First things first: Collagen does not make up hair.
Collagen is a protein found in the skin, gut, joints, and throughout the body to provide structure and strength. Hair, on the other hand, is predominantly made up of another protein, keratin. (Keratin is also found in your epidermis and nails.) Keratin is a protective protein that acts as a barrier. All proteins are made up of amino acids, often called “the building blocks” of proteins.
So why is collagen often marketed toward hair health? Well supplements like collagen powder aren’t actually the full collagen molecule (which would be too large to digest), but rather broken down and hydrolyzed collagen. In this form, it’s actually absorbable amino acids!
Essentially: The amino acids in collagen supplements can be used by the body to produce other proteins, such as keratin.
Certified trichologist and founder of Advanced Trichology William Gaunitz, FWTS, told mbg that the primary amino acid that is most helpful is called proline1. Many collagen supplements are transparent about the amino acid profile within their formula, so you can even find options that contain this amino acid and are likely better suited for hair health.

- [Set of tasks]
**a.** According to the collagen text, which protein makes up most of the hair?
**b.** Return everything in the collagen text from "So why is collagen" down to "such as keratin.".
**c.** Take the collagen and hair text further from where it stops.

- [Collected data entries]

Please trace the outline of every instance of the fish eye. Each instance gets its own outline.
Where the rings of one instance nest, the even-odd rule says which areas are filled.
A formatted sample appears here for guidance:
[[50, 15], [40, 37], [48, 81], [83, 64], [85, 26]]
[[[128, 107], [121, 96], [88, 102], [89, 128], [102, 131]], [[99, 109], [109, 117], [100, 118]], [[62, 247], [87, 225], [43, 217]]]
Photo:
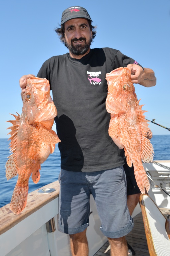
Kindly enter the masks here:
[[26, 100], [29, 100], [31, 98], [31, 95], [29, 93], [28, 93], [26, 95]]

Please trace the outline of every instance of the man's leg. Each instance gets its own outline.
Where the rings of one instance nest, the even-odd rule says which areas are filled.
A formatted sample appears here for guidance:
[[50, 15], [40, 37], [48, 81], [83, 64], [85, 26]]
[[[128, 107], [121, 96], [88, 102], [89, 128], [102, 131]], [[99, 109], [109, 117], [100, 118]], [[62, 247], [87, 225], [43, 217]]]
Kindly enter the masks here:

- [Exercise responses]
**a.** Keratin.

**b.**
So why is collagen often marketed toward hair health? Well supplements like collagen powder aren’t actually the full collagen molecule (which would be too large to digest), but rather broken down and hydrolyzed collagen. In this form, it’s actually absorbable amino acids!
Essentially: The amino acids in collagen supplements can be used by the body to produce other proteins, such as keratin.

**c.**
But it’s not just about the hair fiber itself, collagen can actually support the hair follicle and surrounding area. Rachel Maiman, M.D., board-certified dermatologist at Marmur Medical, notes that research has shown that collagen levels in surrounding the hair follicle and bulb increase during hair growth phase2 (otherwise called the anagen phase).* Then when they go into the maintenance and shedding phase, the collagen disappears.
So if the body can create more collagen, it may be able to support hair in the growth phase for longer. “As our bodies create more collagen, the layers regenerate. This supports our hair follicles by assisting them in re-entering the anagen phase and maintaining the hair growth cycle,” says Maiman.*
Indeed, we often talk about how you can’t have healthy hair without a healthy scalp. “Collagen supports the scalp’s thickness,”* Maiman says. “A thin scalp with insufficient collagen is less robust and less capable of holding the hair follicle bulbs in place.”